DATA PROVIDED =>
——————————
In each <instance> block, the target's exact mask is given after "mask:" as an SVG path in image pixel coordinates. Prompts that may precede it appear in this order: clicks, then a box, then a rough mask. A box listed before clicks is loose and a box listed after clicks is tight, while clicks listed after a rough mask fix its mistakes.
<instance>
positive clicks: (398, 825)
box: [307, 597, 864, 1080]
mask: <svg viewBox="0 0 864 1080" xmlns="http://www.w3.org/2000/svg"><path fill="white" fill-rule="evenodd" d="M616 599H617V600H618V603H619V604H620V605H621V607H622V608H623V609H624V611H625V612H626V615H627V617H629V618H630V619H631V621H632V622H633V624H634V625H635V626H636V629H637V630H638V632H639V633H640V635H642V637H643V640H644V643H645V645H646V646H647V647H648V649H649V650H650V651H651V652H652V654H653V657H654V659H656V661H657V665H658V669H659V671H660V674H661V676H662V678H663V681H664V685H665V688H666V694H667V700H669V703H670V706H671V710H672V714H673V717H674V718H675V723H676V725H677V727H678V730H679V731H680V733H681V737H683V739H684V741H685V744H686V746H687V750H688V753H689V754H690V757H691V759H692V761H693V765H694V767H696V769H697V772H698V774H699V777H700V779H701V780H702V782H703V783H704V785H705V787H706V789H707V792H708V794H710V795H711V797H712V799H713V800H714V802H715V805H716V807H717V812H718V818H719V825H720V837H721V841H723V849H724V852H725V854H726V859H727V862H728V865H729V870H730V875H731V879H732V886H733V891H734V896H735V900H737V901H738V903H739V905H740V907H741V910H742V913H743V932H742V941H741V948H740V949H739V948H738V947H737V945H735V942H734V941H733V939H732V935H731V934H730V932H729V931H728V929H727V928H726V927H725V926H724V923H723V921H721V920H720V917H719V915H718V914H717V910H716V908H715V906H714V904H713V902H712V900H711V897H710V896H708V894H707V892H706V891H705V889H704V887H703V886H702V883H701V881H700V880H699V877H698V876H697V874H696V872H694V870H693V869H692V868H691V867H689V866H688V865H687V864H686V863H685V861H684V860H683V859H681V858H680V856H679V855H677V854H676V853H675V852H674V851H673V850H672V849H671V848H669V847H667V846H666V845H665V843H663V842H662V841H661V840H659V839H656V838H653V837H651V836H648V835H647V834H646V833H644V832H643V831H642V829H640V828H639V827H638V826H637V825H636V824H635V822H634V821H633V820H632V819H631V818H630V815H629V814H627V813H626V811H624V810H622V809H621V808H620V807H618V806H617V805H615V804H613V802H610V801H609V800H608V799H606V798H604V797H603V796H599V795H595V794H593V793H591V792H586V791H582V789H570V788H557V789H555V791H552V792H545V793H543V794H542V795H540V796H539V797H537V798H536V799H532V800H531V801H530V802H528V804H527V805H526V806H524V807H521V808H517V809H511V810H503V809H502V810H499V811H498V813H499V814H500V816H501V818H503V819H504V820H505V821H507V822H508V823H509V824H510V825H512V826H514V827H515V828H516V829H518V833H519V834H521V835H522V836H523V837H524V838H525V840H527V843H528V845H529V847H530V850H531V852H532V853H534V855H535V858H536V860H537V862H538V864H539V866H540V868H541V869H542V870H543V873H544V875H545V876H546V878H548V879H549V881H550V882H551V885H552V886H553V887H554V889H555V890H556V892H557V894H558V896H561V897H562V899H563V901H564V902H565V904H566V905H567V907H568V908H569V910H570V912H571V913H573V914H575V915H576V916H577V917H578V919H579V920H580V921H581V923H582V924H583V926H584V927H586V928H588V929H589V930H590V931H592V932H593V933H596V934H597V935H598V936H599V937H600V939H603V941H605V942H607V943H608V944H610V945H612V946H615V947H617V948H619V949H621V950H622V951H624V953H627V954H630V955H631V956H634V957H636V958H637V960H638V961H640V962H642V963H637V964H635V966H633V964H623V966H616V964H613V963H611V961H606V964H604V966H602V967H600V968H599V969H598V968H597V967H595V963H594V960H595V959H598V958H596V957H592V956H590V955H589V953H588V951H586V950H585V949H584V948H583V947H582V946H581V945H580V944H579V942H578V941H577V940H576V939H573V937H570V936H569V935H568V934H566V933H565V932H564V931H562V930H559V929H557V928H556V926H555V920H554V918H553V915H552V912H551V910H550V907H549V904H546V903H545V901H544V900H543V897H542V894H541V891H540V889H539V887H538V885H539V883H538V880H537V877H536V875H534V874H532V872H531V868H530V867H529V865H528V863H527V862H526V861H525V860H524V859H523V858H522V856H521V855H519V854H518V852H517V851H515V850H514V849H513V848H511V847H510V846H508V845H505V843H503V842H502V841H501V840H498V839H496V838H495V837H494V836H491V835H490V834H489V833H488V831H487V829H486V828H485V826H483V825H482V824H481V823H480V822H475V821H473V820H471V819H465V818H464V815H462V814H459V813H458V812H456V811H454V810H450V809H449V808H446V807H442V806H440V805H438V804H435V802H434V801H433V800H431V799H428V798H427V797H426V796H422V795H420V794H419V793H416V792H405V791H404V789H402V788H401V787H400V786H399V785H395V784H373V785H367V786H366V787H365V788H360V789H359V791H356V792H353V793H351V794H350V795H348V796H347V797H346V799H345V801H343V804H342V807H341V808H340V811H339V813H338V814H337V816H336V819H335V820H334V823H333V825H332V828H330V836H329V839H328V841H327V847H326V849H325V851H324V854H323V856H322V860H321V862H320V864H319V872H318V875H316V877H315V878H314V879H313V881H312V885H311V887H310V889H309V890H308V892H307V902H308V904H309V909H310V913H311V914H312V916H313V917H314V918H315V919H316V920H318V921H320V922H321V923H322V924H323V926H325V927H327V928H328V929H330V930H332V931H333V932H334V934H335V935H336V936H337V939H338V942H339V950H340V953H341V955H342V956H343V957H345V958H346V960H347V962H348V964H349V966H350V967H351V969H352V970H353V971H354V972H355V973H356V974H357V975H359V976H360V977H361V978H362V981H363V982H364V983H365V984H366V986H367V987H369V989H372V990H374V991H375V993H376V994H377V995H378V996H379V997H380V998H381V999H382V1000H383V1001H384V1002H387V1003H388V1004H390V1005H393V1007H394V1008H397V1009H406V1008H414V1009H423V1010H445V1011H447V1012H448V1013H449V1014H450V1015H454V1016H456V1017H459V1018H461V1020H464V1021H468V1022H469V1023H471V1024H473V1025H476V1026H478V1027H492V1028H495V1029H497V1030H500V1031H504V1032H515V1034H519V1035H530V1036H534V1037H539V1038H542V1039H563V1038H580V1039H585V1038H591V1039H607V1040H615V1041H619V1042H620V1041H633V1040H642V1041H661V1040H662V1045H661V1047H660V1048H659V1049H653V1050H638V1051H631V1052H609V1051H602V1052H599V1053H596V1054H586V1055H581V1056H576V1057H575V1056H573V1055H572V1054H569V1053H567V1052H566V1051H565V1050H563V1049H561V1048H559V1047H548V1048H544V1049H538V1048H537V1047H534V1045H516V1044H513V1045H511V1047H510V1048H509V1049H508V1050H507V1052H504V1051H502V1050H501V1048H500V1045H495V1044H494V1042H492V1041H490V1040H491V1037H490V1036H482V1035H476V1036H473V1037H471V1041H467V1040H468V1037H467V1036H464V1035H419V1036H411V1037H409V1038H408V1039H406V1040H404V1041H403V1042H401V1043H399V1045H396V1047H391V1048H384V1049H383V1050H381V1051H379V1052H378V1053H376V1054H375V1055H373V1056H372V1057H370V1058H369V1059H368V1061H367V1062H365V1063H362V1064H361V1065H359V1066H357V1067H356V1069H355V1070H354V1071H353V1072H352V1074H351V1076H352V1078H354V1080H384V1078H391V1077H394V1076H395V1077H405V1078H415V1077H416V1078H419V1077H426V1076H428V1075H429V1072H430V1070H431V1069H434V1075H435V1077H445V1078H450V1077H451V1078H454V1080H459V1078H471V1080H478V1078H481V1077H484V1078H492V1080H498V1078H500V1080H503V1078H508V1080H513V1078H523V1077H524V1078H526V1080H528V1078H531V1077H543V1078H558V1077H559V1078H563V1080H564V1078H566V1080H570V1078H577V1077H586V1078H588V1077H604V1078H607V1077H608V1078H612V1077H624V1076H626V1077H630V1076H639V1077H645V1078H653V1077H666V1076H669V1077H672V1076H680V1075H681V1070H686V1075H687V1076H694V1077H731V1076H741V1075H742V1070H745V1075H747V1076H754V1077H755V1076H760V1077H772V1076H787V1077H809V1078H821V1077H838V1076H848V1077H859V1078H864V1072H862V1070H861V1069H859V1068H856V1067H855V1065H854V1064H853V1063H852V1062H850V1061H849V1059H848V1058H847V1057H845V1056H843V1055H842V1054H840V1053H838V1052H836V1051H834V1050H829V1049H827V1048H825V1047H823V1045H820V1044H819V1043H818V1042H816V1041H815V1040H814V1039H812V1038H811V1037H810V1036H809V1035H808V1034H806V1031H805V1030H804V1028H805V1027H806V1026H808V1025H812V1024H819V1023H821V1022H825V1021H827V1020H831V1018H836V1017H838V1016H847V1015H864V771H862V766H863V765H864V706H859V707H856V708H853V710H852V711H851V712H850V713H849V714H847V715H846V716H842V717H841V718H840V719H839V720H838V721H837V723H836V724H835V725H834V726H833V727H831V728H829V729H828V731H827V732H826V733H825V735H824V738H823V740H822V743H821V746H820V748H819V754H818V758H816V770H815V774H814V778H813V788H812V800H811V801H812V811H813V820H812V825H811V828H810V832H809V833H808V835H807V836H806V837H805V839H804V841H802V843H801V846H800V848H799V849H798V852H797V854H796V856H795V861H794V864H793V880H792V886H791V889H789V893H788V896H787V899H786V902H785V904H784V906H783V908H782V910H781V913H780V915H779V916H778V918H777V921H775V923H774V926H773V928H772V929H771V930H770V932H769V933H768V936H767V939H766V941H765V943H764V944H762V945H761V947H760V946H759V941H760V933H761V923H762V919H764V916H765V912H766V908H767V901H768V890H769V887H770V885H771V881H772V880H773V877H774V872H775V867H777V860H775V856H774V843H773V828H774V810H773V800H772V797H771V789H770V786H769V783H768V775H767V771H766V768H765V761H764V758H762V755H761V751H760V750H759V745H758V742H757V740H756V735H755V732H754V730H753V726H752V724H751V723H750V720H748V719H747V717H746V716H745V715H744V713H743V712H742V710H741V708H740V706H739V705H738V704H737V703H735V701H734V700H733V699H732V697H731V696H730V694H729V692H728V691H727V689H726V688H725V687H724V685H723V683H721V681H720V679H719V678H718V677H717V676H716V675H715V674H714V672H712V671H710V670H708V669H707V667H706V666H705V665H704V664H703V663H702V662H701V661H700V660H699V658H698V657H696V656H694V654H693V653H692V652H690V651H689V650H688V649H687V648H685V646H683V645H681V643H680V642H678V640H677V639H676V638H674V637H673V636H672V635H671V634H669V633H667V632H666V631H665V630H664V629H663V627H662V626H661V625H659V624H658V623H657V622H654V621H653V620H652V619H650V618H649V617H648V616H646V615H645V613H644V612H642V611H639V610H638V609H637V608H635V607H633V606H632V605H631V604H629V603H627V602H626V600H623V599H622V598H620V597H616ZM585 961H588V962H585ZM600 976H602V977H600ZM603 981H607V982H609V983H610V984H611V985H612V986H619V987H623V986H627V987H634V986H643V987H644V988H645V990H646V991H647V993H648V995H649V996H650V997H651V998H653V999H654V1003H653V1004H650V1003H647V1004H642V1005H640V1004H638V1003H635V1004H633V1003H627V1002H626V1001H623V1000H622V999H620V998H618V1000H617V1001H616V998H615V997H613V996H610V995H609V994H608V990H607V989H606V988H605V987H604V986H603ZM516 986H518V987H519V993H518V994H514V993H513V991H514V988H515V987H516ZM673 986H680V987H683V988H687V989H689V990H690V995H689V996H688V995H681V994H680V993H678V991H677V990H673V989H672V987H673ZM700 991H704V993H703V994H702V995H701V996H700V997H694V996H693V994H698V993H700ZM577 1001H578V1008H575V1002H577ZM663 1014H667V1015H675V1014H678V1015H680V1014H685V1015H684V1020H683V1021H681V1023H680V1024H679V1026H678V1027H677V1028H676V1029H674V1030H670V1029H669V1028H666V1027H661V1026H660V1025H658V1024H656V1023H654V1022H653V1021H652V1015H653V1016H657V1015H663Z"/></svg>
——————————
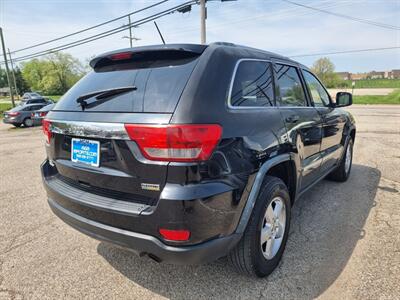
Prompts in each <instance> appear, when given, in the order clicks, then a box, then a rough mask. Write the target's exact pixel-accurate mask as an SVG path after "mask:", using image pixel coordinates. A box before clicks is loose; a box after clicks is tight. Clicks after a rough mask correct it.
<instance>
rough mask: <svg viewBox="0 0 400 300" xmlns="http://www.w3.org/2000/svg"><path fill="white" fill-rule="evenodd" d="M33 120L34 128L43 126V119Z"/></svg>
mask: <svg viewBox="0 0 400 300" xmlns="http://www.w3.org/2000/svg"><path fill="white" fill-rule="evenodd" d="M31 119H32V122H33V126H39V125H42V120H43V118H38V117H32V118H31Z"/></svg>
——————————
PROBLEM DESCRIPTION => Keep both end lines and retype everything in the records above from the line containing "In each <instance> block, the" through the line containing "positive clicks: (398, 825)", exactly, with nothing else.

SOLUTION TO THIS EXERCISE =>
In each <instance> block, the target's exact mask is given after "mask:" as an SVG path in image pixel coordinates. Prompts that may precede it appear in this order: clicks, then a box, then a rough mask. A box listed before clicks is loose and a box listed after clicks is tight, while clicks listed after a rough mask fix its mistakes.
<instance>
positive clicks: (398, 825)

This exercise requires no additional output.